● **DATASET ENTRIES**
-- Start --
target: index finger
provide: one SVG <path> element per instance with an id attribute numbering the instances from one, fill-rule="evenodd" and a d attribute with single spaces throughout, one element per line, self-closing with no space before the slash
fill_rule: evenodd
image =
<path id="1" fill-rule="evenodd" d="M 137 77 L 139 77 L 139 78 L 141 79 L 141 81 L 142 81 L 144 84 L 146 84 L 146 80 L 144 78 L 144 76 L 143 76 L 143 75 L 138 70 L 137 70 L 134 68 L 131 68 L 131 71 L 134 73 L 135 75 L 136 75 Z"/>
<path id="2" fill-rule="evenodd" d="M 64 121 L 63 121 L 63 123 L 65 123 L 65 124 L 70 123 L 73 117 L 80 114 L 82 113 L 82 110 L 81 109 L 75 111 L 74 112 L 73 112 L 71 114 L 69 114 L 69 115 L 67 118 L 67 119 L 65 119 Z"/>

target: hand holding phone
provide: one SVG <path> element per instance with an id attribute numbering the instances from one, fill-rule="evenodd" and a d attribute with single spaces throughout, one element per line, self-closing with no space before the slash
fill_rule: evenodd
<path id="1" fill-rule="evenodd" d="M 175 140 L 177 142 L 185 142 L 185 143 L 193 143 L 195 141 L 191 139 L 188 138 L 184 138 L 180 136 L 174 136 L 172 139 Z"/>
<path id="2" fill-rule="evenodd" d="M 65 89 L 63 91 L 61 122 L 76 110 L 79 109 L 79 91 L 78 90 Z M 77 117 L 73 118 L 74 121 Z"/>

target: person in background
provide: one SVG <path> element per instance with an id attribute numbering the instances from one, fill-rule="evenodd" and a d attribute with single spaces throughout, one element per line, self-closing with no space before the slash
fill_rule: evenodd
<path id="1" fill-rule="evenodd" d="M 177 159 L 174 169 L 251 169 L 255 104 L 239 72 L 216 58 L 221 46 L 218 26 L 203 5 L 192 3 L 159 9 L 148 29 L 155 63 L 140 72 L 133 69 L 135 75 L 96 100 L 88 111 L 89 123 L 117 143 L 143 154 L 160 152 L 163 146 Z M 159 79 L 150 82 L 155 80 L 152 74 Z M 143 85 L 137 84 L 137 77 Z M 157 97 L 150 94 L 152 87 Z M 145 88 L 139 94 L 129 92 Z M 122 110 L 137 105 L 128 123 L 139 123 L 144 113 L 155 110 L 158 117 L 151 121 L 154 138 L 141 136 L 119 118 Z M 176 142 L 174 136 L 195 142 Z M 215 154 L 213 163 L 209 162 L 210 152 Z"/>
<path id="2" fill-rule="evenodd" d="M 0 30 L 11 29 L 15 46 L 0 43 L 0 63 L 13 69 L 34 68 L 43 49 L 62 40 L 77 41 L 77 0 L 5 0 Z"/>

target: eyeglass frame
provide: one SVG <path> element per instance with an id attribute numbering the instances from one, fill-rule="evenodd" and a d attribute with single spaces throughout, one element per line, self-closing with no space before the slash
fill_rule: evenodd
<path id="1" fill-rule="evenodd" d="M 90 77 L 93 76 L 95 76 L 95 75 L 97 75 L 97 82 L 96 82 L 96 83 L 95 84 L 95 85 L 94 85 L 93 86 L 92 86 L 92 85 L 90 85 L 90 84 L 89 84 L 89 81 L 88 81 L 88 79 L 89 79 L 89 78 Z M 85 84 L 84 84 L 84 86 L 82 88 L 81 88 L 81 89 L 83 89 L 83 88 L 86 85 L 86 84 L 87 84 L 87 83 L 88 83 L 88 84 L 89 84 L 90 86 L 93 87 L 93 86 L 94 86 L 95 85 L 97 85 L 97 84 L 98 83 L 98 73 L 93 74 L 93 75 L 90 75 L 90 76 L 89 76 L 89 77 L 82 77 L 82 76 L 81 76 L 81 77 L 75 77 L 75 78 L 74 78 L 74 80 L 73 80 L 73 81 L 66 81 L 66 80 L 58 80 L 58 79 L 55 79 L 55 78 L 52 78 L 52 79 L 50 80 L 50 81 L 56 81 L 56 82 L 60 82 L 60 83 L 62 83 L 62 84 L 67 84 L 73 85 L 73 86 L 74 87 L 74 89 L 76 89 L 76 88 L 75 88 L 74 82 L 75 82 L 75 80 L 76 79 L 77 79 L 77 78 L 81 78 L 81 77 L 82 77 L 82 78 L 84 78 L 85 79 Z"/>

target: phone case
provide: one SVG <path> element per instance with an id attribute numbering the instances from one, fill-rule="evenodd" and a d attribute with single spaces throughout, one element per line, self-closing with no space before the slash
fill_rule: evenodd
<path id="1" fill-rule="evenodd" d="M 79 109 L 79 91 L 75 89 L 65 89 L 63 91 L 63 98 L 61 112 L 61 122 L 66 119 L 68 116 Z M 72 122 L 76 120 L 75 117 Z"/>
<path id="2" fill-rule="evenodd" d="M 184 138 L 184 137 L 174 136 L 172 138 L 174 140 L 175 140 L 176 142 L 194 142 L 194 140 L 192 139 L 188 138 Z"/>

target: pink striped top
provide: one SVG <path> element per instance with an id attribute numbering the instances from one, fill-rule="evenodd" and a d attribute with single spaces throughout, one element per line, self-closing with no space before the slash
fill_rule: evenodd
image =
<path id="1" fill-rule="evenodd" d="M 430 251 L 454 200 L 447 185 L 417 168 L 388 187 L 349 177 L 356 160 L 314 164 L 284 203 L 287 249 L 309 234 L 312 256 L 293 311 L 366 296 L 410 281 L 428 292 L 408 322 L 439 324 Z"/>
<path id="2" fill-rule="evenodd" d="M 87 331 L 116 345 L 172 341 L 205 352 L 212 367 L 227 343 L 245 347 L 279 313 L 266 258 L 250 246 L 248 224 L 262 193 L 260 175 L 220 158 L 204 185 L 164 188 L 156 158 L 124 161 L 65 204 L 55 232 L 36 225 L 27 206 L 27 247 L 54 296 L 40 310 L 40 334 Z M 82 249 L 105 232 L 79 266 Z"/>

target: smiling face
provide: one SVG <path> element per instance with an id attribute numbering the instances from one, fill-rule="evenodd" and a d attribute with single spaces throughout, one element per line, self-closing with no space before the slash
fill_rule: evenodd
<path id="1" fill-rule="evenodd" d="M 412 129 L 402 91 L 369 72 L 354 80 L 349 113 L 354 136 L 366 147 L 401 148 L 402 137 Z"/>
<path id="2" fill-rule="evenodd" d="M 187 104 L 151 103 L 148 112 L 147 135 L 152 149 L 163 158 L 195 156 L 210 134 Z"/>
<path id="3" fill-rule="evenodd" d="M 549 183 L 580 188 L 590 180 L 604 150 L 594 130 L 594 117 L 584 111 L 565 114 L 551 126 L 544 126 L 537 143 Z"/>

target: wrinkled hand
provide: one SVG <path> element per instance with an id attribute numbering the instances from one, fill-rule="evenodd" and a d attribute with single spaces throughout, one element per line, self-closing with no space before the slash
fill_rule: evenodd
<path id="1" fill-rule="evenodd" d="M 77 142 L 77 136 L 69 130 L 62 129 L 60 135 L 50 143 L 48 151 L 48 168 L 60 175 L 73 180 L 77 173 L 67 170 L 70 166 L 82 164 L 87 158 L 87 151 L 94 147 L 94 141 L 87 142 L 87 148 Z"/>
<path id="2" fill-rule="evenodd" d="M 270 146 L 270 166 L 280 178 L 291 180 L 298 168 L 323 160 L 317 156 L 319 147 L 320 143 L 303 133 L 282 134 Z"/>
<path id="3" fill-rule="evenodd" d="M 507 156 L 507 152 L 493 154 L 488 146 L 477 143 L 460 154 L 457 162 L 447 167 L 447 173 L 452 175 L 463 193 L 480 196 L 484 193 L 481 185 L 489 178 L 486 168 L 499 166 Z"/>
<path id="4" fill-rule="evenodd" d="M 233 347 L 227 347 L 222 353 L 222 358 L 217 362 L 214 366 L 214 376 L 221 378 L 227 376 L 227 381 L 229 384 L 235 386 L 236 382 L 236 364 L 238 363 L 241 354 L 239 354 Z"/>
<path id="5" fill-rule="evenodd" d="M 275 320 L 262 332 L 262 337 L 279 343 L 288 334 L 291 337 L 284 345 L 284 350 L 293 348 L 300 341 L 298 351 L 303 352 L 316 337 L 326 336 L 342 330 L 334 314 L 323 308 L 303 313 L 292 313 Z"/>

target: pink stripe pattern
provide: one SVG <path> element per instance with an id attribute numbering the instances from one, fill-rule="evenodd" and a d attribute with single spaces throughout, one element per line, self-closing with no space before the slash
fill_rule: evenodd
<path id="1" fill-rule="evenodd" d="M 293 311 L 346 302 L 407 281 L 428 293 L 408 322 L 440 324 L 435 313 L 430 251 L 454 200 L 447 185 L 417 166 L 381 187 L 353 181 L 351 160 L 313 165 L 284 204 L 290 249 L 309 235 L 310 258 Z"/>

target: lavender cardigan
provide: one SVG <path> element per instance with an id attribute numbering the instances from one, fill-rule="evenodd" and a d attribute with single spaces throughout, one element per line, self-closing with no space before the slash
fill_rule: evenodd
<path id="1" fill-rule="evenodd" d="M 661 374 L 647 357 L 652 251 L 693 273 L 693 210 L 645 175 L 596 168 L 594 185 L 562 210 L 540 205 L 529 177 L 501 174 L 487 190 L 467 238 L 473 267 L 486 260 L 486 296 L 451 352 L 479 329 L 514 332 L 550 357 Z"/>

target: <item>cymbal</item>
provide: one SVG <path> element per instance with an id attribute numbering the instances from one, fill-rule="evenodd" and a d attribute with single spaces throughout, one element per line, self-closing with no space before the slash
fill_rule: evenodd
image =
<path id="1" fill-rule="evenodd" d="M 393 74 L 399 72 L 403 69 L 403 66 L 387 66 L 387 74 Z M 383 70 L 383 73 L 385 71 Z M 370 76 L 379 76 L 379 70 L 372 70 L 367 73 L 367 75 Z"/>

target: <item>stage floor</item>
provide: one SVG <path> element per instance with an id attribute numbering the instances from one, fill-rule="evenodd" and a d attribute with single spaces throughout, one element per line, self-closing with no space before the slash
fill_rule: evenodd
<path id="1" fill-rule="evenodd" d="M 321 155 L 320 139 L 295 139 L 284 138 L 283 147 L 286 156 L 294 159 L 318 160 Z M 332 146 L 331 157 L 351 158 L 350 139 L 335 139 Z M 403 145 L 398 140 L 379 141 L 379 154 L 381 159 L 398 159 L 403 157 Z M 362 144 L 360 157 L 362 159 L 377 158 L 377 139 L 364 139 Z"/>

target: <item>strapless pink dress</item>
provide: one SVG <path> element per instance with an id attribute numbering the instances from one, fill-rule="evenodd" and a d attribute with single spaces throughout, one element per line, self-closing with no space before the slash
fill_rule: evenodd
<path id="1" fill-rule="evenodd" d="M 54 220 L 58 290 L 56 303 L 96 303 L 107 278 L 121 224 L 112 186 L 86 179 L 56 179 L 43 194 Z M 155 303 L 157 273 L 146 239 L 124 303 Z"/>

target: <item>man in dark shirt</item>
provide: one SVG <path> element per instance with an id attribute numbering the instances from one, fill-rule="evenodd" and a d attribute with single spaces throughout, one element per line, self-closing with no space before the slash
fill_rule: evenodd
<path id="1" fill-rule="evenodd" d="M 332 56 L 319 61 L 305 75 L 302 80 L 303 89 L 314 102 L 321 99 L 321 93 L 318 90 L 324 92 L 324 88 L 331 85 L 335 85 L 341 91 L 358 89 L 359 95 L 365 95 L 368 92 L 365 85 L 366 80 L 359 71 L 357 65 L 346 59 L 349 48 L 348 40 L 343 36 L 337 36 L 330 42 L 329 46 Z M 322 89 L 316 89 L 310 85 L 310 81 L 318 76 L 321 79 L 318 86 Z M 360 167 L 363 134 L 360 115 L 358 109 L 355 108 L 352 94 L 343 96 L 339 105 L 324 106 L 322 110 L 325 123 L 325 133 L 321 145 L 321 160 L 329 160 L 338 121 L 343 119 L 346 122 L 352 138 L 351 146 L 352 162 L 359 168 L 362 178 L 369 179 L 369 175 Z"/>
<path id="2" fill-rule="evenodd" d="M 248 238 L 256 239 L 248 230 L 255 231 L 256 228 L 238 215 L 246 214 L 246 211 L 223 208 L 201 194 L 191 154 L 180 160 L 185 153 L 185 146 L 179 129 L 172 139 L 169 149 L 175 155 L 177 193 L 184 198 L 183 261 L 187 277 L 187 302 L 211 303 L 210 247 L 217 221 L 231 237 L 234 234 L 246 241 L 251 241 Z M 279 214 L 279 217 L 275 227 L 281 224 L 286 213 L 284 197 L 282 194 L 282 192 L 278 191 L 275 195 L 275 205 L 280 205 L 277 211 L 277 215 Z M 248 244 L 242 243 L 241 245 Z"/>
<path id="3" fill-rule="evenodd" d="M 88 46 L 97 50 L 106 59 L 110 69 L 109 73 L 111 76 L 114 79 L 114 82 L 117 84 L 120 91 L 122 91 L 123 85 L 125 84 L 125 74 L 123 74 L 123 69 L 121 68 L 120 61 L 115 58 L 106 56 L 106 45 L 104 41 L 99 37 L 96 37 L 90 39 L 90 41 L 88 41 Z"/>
-- End --
● **REQUIRED TASK**
Arrange the lines of the material as a Markdown table with the columns Row and Line, starting at the line that contains "target: lavender cardigan" and ending at the line that contains "54 220 L 58", both included. Number the rows and leave out blank lines.

● **SOLUTION FOR THIS PROBLEM**
| Row | Line |
|---|---|
| 1 | target: lavender cardigan |
| 2 | provide: one SVG <path> element per instance with an id attribute numbering the instances from one, fill-rule="evenodd" and a d attribute with single spaces throughout, one element per line, self-closing with no space before the slash |
| 3 | fill_rule: evenodd |
| 4 | <path id="1" fill-rule="evenodd" d="M 661 374 L 647 357 L 652 251 L 693 273 L 693 210 L 645 175 L 596 168 L 594 185 L 562 210 L 540 205 L 529 177 L 501 174 L 487 190 L 467 238 L 473 267 L 486 260 L 486 296 L 451 352 L 479 329 L 514 332 L 550 357 Z"/> |
| 5 | target: <item>cymbal</item> |
| 6 | provide: one SVG <path> element per instance with an id attribute numbering the instances from one, fill-rule="evenodd" and a d attribute with single spaces throughout, one element per line, self-closing with no space before the slash |
| 7 | fill_rule: evenodd |
| 8 | image = |
| 9 | <path id="1" fill-rule="evenodd" d="M 393 74 L 399 72 L 403 69 L 403 66 L 387 66 L 387 74 Z M 383 70 L 383 73 L 385 71 Z M 370 76 L 379 76 L 379 70 L 372 70 L 367 73 L 367 75 Z"/> |
| 10 | target: <item>stage floor</item> |
| 11 | provide: one SVG <path> element per instance with an id attribute numbering the instances from one, fill-rule="evenodd" and a d attribute with single spaces throughout, one element per line, self-closing with no space before the slash |
| 12 | fill_rule: evenodd |
| 13 | <path id="1" fill-rule="evenodd" d="M 321 155 L 320 139 L 295 139 L 284 138 L 283 147 L 286 156 L 294 159 L 318 160 Z M 332 146 L 331 157 L 351 158 L 350 139 L 335 139 Z M 403 145 L 398 140 L 379 141 L 379 154 L 381 159 L 398 159 L 403 157 Z M 362 144 L 360 157 L 362 159 L 377 158 L 377 139 L 364 139 Z"/> |
| 14 | target: <item>strapless pink dress</item> |
| 15 | provide: one SVG <path> element per instance with an id attribute numbering the instances from one, fill-rule="evenodd" and a d attribute with single spaces throughout, one element per line, self-closing with no space before the slash |
| 16 | fill_rule: evenodd |
| 17 | <path id="1" fill-rule="evenodd" d="M 54 220 L 58 290 L 56 303 L 96 303 L 107 278 L 121 224 L 112 186 L 86 179 L 56 179 L 43 194 Z M 155 303 L 157 273 L 146 239 L 124 303 Z"/> |